_Problem to work on_
Quote word for word the lines of the items below, from the line containing "Wildlife-count tagging: point out every instance of the sidewalk" through the end of the items, both ends included.

** BEGIN Data for the task **

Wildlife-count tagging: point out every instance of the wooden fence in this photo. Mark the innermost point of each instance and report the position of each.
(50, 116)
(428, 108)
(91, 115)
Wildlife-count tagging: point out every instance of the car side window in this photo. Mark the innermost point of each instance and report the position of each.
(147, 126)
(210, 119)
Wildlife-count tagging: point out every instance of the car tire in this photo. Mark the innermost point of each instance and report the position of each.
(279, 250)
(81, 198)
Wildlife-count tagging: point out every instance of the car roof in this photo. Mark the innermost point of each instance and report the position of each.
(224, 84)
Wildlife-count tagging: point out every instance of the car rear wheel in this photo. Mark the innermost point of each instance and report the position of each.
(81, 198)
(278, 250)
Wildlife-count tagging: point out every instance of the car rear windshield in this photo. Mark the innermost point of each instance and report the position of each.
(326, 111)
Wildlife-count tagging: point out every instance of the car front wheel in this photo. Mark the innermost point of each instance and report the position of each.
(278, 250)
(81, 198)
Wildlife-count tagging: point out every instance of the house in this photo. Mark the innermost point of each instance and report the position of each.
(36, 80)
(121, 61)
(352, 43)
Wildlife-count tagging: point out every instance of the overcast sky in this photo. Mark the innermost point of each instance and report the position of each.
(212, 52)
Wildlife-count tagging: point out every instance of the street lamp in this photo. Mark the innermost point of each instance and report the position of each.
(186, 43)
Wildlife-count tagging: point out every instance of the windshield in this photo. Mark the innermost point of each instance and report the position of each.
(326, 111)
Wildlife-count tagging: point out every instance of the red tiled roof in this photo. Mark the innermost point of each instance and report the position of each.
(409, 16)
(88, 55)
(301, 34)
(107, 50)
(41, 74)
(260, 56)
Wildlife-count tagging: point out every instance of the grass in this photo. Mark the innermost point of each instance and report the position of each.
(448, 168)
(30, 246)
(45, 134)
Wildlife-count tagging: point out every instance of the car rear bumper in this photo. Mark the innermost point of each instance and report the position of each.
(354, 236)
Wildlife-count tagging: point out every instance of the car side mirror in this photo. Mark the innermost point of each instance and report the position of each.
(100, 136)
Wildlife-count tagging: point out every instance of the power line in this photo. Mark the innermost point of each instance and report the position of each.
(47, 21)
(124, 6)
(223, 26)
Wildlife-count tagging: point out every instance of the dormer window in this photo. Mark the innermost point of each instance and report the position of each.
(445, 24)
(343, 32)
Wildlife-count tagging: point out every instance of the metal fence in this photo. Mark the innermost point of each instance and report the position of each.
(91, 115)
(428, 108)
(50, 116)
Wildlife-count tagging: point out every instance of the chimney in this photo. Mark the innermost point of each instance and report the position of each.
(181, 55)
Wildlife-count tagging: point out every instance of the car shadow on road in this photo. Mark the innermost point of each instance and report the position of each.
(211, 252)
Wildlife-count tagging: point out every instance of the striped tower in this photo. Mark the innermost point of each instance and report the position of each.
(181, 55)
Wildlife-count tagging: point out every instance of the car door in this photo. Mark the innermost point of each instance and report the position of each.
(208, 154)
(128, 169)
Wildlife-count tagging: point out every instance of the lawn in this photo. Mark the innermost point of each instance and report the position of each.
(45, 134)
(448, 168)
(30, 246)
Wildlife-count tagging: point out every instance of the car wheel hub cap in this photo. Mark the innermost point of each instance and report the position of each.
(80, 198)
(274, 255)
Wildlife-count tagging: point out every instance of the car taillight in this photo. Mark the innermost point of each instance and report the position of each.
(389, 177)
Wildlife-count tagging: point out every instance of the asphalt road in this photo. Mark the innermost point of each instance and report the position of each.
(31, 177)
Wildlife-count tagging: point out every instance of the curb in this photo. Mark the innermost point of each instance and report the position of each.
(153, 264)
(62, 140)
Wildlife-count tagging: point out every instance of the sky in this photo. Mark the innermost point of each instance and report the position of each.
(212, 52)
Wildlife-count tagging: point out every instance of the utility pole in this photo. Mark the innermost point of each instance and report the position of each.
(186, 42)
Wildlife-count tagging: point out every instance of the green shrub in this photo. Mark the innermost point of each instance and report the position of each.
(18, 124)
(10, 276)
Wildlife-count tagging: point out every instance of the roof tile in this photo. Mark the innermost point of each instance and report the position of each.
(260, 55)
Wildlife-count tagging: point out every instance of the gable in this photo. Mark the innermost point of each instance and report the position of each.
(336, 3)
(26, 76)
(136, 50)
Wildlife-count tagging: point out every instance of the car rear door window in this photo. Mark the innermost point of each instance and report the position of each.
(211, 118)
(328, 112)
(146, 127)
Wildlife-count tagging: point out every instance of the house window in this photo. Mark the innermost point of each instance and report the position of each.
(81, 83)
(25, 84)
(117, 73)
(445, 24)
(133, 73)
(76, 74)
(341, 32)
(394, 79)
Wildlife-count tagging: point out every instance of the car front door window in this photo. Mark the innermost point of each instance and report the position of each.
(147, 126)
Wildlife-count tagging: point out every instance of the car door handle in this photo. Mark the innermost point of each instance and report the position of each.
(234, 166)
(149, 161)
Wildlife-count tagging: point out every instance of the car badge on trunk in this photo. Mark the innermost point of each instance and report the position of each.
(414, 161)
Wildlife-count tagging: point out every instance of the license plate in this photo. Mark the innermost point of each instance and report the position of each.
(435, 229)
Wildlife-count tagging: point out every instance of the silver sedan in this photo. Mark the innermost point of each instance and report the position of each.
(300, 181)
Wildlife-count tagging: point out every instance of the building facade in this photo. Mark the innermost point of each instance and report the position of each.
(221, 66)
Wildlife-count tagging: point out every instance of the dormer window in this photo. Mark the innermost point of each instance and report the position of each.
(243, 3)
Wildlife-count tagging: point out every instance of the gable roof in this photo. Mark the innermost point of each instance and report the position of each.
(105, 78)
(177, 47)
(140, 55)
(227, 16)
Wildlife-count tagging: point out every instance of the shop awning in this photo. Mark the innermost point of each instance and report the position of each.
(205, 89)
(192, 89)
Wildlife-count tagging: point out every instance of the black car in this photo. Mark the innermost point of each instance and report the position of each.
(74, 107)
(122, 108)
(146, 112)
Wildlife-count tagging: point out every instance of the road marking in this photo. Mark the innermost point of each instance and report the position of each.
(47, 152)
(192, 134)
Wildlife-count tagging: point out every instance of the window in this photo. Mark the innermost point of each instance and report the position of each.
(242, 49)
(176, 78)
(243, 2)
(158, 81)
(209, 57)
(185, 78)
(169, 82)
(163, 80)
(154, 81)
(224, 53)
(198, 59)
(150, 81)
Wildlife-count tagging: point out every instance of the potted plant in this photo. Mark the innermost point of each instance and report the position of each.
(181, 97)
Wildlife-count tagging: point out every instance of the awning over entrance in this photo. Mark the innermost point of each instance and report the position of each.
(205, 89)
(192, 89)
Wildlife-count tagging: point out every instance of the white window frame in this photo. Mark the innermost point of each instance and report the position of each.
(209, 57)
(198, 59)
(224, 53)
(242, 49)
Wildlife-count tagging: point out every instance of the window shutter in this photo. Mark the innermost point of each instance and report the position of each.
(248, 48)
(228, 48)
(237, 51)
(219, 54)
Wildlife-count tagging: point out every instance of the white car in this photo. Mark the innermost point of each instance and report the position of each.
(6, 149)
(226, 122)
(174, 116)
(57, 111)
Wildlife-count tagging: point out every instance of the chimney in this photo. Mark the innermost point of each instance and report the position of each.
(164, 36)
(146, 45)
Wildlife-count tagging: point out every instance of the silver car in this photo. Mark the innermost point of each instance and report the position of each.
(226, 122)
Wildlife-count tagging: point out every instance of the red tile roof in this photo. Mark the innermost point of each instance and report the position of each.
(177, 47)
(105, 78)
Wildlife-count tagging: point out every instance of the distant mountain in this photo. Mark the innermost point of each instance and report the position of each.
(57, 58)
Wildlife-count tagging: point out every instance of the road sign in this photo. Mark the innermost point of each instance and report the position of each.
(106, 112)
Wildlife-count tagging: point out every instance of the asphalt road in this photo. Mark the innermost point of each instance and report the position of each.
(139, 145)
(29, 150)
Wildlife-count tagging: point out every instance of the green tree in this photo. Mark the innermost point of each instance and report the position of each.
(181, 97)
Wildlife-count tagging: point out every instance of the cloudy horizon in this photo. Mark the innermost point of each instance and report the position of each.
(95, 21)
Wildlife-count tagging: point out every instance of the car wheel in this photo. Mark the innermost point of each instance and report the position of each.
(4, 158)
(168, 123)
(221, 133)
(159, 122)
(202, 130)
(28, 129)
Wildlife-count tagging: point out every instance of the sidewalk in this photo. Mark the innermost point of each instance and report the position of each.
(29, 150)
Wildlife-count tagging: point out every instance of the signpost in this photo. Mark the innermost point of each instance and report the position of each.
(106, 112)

** END Data for the task **

_Response_
Wildlife-count tagging: point out every instance of the sidewalk in this photo. Mark the innermost point of each instance and report the position of each.
(29, 150)
Wildlife-count tagging: point out every instance of the signpost in this photo. Mark the innermost point of each instance and report the position of each.
(106, 112)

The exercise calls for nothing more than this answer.